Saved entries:
▶
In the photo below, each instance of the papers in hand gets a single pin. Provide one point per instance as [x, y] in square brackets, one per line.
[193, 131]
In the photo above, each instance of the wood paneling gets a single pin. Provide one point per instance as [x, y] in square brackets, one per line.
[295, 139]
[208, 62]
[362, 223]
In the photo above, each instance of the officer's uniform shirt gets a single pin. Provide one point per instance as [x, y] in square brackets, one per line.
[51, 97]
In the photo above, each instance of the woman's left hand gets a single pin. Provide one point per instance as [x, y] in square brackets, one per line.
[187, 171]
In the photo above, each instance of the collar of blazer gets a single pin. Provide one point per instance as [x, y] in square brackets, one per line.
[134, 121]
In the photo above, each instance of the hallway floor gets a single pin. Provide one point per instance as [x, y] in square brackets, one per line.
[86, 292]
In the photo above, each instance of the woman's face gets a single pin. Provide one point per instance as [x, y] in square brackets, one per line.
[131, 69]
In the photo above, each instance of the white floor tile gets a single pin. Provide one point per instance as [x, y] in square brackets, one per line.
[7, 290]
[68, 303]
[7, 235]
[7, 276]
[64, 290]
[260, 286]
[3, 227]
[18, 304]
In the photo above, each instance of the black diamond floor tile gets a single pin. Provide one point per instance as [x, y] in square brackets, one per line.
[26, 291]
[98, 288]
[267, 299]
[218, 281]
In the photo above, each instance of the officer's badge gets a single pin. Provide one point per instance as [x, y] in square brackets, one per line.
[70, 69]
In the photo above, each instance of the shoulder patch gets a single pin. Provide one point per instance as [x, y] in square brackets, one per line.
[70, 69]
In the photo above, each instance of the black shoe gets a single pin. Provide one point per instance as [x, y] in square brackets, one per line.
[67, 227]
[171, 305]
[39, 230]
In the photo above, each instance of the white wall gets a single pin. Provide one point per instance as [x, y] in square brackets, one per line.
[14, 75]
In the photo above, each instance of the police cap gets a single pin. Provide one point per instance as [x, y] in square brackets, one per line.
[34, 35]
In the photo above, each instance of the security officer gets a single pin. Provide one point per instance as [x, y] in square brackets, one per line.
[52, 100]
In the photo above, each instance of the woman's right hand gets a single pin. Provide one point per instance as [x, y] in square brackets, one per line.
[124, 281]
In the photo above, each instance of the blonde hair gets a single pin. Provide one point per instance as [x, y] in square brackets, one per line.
◀
▶
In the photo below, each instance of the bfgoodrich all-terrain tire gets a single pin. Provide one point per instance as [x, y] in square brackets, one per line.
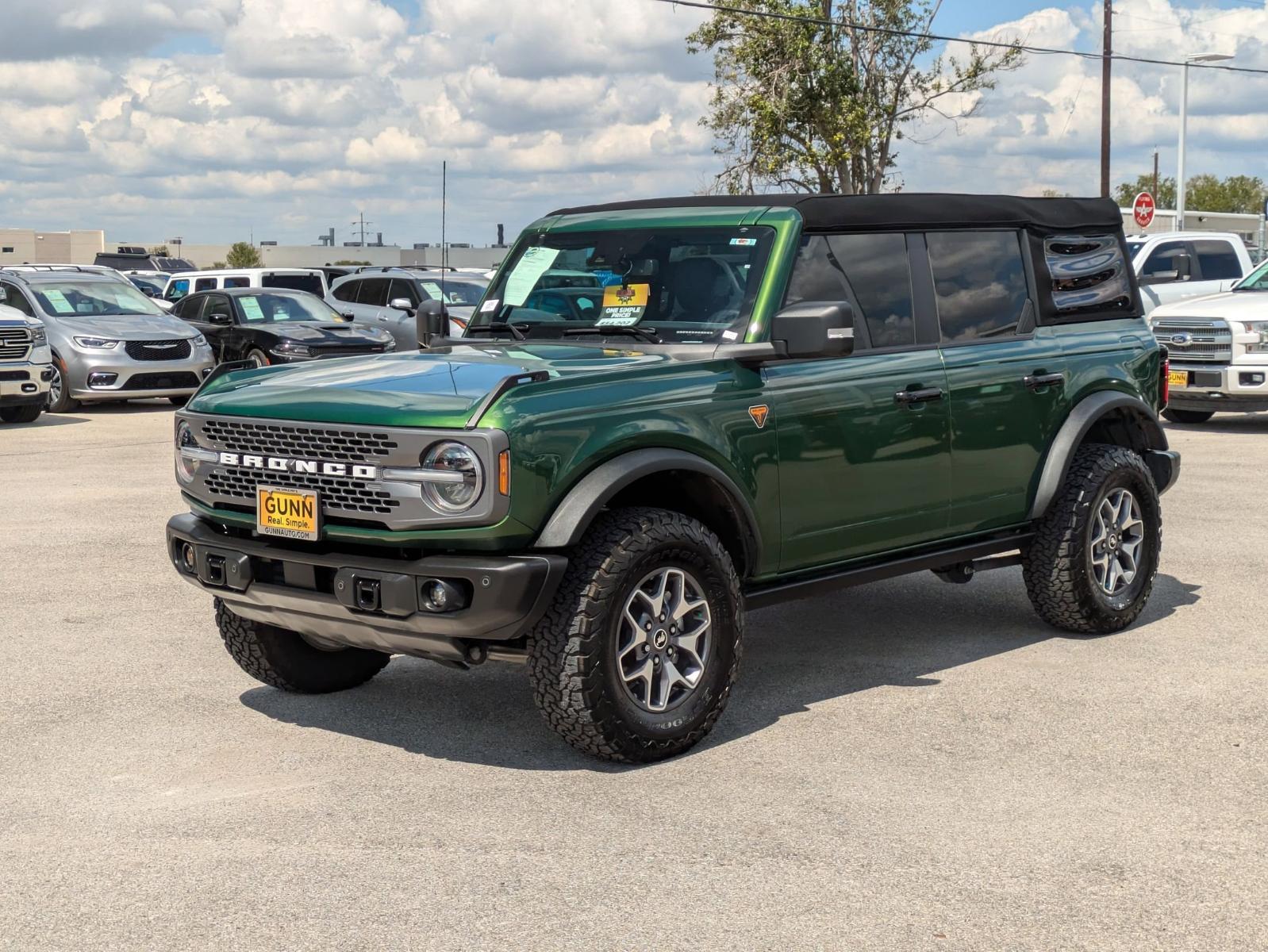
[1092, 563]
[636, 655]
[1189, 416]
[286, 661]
◀
▶
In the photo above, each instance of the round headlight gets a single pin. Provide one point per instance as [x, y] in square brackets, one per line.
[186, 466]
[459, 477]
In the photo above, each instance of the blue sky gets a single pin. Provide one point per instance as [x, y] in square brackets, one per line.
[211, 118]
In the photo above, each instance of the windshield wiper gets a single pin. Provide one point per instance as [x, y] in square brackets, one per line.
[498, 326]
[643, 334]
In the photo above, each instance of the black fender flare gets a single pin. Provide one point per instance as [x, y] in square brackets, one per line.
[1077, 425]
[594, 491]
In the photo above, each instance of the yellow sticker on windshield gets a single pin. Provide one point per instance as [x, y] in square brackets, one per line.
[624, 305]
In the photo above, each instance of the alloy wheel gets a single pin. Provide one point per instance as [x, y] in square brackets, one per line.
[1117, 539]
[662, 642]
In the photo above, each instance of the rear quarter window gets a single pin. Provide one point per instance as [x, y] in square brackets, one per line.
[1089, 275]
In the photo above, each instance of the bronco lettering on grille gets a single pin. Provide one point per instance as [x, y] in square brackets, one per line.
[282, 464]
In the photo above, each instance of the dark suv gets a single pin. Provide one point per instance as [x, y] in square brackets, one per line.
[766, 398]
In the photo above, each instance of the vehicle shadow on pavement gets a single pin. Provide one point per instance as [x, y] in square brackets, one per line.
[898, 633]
◀
> Task goal
Your task is to restate, word for word, only those lines above that fall between the line holding "In the photo above, each instance of the woman's right" and the line holding "In the photo above, each instance of the blonde", inclusive.

> Answer to the exercise
In the photo above, each instance of the woman's right hand gets a single pin. Provide one point per instance as [x, y] in square brackets, one per line.
[124, 281]
In the photo above, each instance of the blonde hair gets a single pin. Provide one point per instance as [x, y] in square brackets, one per line.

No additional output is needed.